### Requirement 1
In the news report about Lisa Holley, what amount did prosecutors say she received in money or merchandise after telling a church pastor she was pregnant with triplets?
### Requirement 2
Please mark each statement yes or no according to the news report about Lisa Holley, quoting the words that decide it: (a) The pastor called St. Luke's and learned it had no midwife program. (b) Michael Wayne Holley pleaded guilty to two counts of felony theft by deception. (c) The Holleys' daughter is living with relatives in Seattle.

** Extract to read follows **

TWIN FALLS, Idaho — A south-central Idaho woman who is charged with holding a fundraiser while falsely claiming her daughter had cancer is now also charged with faking a pregnancy to seek financial help.
Lisa Holley, of Buhl, was charged with felony theft by deception last week. She tells the Times-News she is scheduled to make an initial court appearance on Wednesday.
Twin Falls County prosecutors allege Holley, 44, told a church pastor in December that she needed financial help because she was pregnant with triplets and then received $1,400 in money or merchandise over the next several months.
In January, the church pastor received a call from someone claiming to be a midwife at St. Luke's Magic Valley Medical Center asking if the pastor or the church could help her get items for Holley because she was pregnant with triplets, court records said.
Later that month, the pastor sent an email to church members asking for assistance, but she also was suspicious and called St. Luke's, learning it did not have a midwife program.
In March, Holley called the pastor and said she miscarried and had given the donated items to a friend who either had infants or was pregnant.
Holley told the Times-News she has a doctor's statement saying she was pregnant but miscarried. However, prosecutors said they checked records at hospitals in Twin Falls and Jerome and found nothing to indicate Holley was pregnant. Holley said investigators looked at the wrong hospitals, but she declined to name the right hospital.
A doctor's note from a March 12 visit to Family Health Services indicated Holley believed she was pregnant following a test at the Pregnancy Crisis Center. A test done at the Twin Falls hospital was negative.
On Monday, Holley said the test was done after she miscarried.
Prosecutors said they could not find any records between July 2011 and September 2012 from any hospital or Holley's personal doctor to show she was ever pregnant with triplets.
Holley and her husband each face two counts of felony theft by deception for gathering donations and holding an August fundraiser by saying they needed money to help treat their daughter's cancer. Prosecutors said the daughter does not have cancer, was removed from her parents' custody and is living with relatives in Seattle.
Holley's husband, Michael Wayne Holley, pleaded not guilty to two counts of felony theft by deception on Oct. 22. He told investigators he and his wife were trying to raise money to hire an attorney to regain custody of their 14-year-old daughter.

** End of Extract to read **
** Information given follows **

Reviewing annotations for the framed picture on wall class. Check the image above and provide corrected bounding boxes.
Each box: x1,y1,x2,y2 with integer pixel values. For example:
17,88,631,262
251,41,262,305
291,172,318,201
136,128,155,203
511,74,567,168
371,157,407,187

** End of Information given **

### Your solution 1
$1,400

### Your solution 2
(a) Yes: "called St. Luke's, learning it did not have a midwife program"
(b) No: "pleaded not guilty to two counts of felony theft by deception on Oct. 22"
(c) Yes: "is living with relatives in Seattle"